[begin Entries]
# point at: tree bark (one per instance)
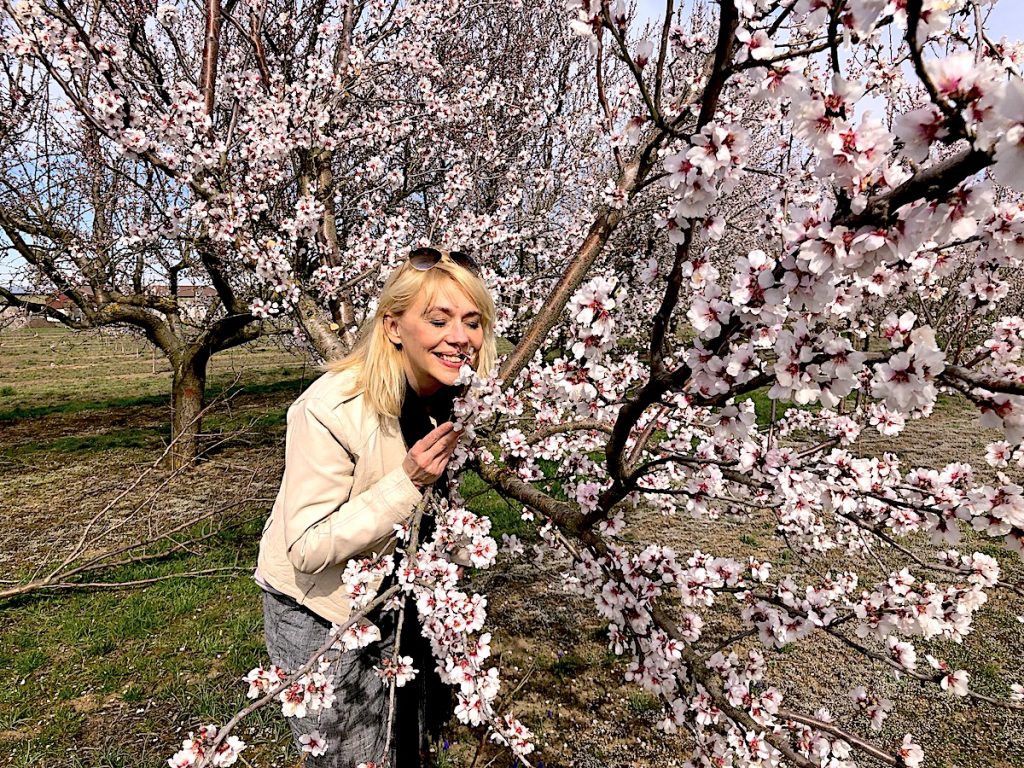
(187, 401)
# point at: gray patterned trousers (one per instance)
(354, 727)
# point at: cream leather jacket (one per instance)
(342, 494)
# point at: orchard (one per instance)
(819, 200)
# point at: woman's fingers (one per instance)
(427, 459)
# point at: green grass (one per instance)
(480, 500)
(116, 679)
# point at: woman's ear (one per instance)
(391, 329)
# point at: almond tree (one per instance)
(887, 139)
(281, 154)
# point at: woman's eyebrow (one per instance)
(445, 310)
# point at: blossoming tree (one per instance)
(868, 274)
(279, 154)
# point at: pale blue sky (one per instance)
(1007, 19)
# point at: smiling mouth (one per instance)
(453, 358)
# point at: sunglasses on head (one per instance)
(427, 258)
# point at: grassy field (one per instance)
(109, 679)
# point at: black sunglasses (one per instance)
(427, 258)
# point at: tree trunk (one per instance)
(187, 399)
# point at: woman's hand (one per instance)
(426, 460)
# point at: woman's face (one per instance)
(436, 339)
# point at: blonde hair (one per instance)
(377, 361)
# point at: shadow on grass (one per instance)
(131, 437)
(74, 407)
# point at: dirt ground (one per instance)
(550, 645)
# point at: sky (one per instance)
(1007, 19)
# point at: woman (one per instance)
(364, 442)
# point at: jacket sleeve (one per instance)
(324, 524)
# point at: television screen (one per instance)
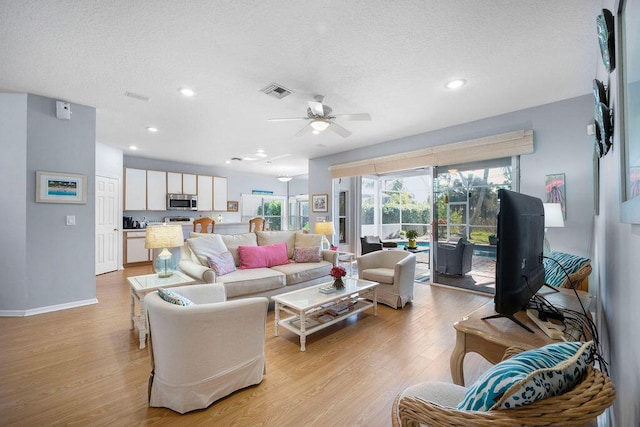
(519, 261)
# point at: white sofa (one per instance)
(203, 352)
(263, 281)
(394, 270)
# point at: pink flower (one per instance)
(338, 271)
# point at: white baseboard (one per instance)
(47, 309)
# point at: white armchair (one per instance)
(203, 352)
(394, 270)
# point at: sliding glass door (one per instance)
(465, 209)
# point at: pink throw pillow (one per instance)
(263, 256)
(310, 254)
(222, 263)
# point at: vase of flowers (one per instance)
(338, 272)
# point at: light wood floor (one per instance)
(83, 366)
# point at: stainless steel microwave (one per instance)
(182, 202)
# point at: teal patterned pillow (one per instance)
(553, 273)
(529, 376)
(173, 298)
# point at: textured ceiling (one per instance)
(387, 58)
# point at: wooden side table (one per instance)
(490, 338)
(142, 285)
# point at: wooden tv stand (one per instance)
(490, 338)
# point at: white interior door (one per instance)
(107, 224)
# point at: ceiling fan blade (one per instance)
(339, 130)
(304, 130)
(355, 116)
(286, 119)
(316, 108)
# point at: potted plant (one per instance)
(412, 235)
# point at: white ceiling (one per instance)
(387, 58)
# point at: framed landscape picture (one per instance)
(320, 203)
(232, 206)
(54, 187)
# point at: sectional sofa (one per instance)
(264, 263)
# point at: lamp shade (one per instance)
(325, 228)
(320, 124)
(553, 215)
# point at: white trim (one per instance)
(487, 148)
(47, 309)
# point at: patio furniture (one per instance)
(257, 224)
(373, 243)
(434, 404)
(454, 259)
(394, 270)
(205, 351)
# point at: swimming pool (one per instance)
(485, 251)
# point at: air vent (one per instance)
(276, 90)
(137, 96)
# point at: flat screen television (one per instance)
(519, 260)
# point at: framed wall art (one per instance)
(232, 206)
(320, 203)
(54, 187)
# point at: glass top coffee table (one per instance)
(313, 310)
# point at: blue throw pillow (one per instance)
(554, 274)
(529, 376)
(173, 298)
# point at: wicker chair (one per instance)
(577, 407)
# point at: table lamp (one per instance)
(162, 237)
(327, 229)
(552, 218)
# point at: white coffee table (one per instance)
(310, 308)
(142, 285)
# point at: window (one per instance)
(299, 213)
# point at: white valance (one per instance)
(490, 147)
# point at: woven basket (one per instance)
(574, 408)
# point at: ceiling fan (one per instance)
(320, 118)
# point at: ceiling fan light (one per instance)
(319, 124)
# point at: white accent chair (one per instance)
(206, 351)
(395, 271)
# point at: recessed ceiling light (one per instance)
(186, 91)
(455, 84)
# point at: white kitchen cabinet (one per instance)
(189, 184)
(219, 193)
(134, 250)
(156, 190)
(135, 190)
(205, 193)
(174, 183)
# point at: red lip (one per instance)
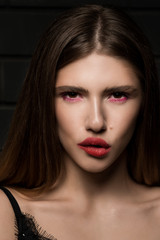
(95, 147)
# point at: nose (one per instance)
(95, 121)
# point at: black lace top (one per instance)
(26, 227)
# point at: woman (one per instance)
(82, 156)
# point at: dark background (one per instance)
(21, 25)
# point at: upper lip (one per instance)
(92, 141)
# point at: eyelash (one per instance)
(67, 96)
(72, 96)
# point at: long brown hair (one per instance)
(31, 157)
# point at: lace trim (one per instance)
(30, 230)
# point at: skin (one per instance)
(96, 199)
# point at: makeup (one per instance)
(95, 147)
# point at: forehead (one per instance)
(95, 71)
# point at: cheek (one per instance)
(68, 120)
(123, 123)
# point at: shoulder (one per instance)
(7, 218)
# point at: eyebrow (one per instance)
(124, 88)
(71, 89)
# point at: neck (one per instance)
(113, 182)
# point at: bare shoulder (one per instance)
(153, 204)
(7, 219)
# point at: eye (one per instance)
(118, 97)
(71, 96)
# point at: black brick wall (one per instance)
(23, 21)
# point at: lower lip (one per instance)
(96, 152)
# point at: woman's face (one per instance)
[end Entries]
The problem: Reproduce every line from the one containing "# point at: bare shoulder (one per instance)" down through the last line of the items above, including both ends and changing nothing.

Exercise result:
# point at: bare shoulder (one per instance)
(153, 204)
(7, 219)
# point at: eye (one per instance)
(118, 97)
(71, 96)
# point at: black brick wall (one per instance)
(23, 21)
# point at: lower lip (one per instance)
(96, 152)
# point at: woman's face (one per instance)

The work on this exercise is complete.